BAGHDAD — Shiite groups brokered a reported cease-fire Saturday with militants fighting U.S. and Iraqi forces in Baghdad's Sadr City as the country's army launched an offensive in Mosul against al-Qaida's main bastion in Iraq.

Sheik Salah al-Obeidi, an aide to radical Shiite cleric Muqtada al-Sadr, said the cease-fire will go into effect today. The cease-fire may not necessarily end the seven-week old clashes in Sadr City, the stronghold of al-Sadr's Mahdi Army, as U.S. military has blamed clashes on breakaway groups.

The bulk of the 60,000-strong Mahdi Army is not believed to have participated in the fighting. Instead the violence is blamed on splinter groups that have refused to honor a general cease-fire ordered by al-Sadr last August. Al-Sadr has directed his supporters to only fight when attacked.

Iraqi government spokesman Ali al-Dabbagh expressed support Saturday for efforts aimed at "achieving order and security in Sadr City."

"The agreement represents the government's vision to end armed displays and purge al-Sadr City from roadside bombs and mines and impose the law in the city," al-Dabbagh said in a statement.

"Iraqi security forces are the only force to achieve this, and the government has the right to raid and search any place suspected of possessing heavy or medium weapons," al-Dabbagh said. "The government is also committed to chase all wanted people under the supervision of the prime minister."

There was no immediate comment from the U.S. military on the reported deal.

The newly announced cease-fire comes after government-backed Shiite envoys set strict demands for Shiite militias to end their battles against Iraqi and U.S. forces in a meeting with al-Sadr's supporters on Thursday.

"A 10-point agreement has been reached between members from the United Iraqi Alliance and Sadrist movement in Baghdad and we are informed that Prime Minister Nouri al-Maliki is committed to it," al-Obeidi said in the southern city of Najaf.

He added that "the agreement stipulates that the Mahdi Army will stop fighting in Sadr City and will stop displaying arms in public. In return, the government will stop random raids against al-Sadr followers and open all closed roads that lead to Sadr City."

Al-Obeidi said a joint committee will observe the implementation of the agreement and any violations by either side.

"This document does not call for disbanding al-Mahdi Army or laying down their arms," al-Obeidi said, rejecting a previous call by al-Maliki.

The clashes in Sadr City began in late March after al-Maliki, himself a Shiite, launched a crackdown against the Shiite armed groups in the southern city of Basra. Aid groups say at least 6,000 people have fled the homes in Sadr City to escape the fighting and seek help as food and medical supplies dwindle.

Meanwhile, Maj. Gen. Riyadh Jalal Tawfiq, the commander of military operations in the northern city of Mosul, issued a statement on Saturday to announce that operation "Lion's Roar" against al-Qaida in Iraq was under way.

Mosul is considered the last important urban staging ground for al-Qaida in Iraq after losing its strongholds in Baghdad and other areas during the U.S. troop "surge" last year.

"Operation Lion's Roar is an Iraqi led, planned and executed operation, and is another example of the Iraqis' growing confidence and ability to independently carry out complex combat, police and humanitarian operations," said Maj. Peggy Kageleiry, a spokeswoman for U.S. forces in the north.

She added that U.S.-led Coalition forces "will provide advice, guidance and support as-requested by the Iraqi operational commander."

Al-Maliki has been promising a crackdown since last January. But no major offensives have been mounted even as al-Qaida in Iraq tried to exert its influence in Iraq's third-largest city through attacks and intimidation.

================================

Tasks to complete ▸
1. Quote the news report between "BAGHDAD — Shiite" and "bastion in Iraq.", inclusive.
2. For each statement, say yes or no to whether the news report agrees with it, and quote the deciding words. (a) The agreement requires the Mahdi Army to disband. (b) The Mahdi Army numbers about 60,000. (c) The U.S. military commented right away on the reported deal.

[Dataset items]
================================

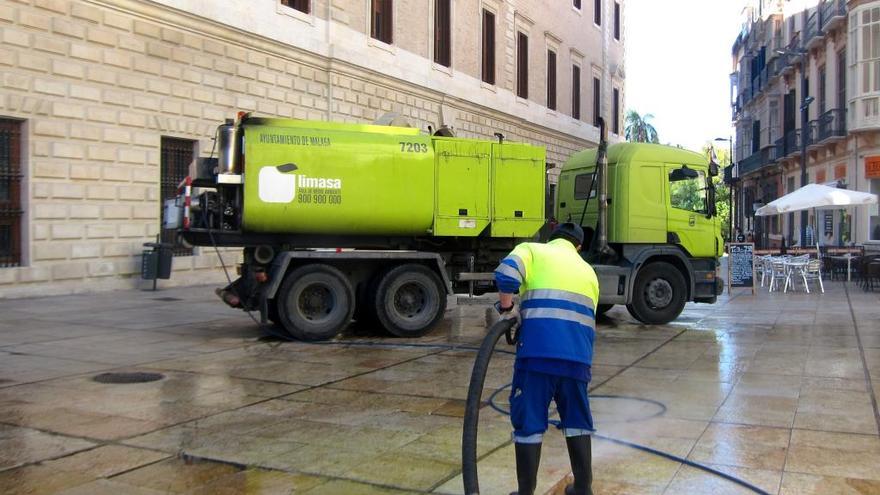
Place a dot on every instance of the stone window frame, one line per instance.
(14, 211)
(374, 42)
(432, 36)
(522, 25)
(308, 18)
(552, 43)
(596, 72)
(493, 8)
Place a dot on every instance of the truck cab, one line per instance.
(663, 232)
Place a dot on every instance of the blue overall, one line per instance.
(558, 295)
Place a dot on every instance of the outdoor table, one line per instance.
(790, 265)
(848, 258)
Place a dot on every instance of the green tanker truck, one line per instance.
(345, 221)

================================

Task solutions ▸
1.
BAGHDAD — Shiite groups brokered a reported cease-fire Saturday with militants fighting U.S. and Iraqi forces in Baghdad's Sadr City as the country's army launched an offensive in Mosul against al-Qaida's main bastion in Iraq.

2.
(a) No: "This document does not call for disbanding al-Mahdi Army or laying down their arms"
(b) Yes: "The bulk of the 60,000-strong Mahdi Army"
(c) No: "There was no immediate comment from the U.S. military on the reported deal."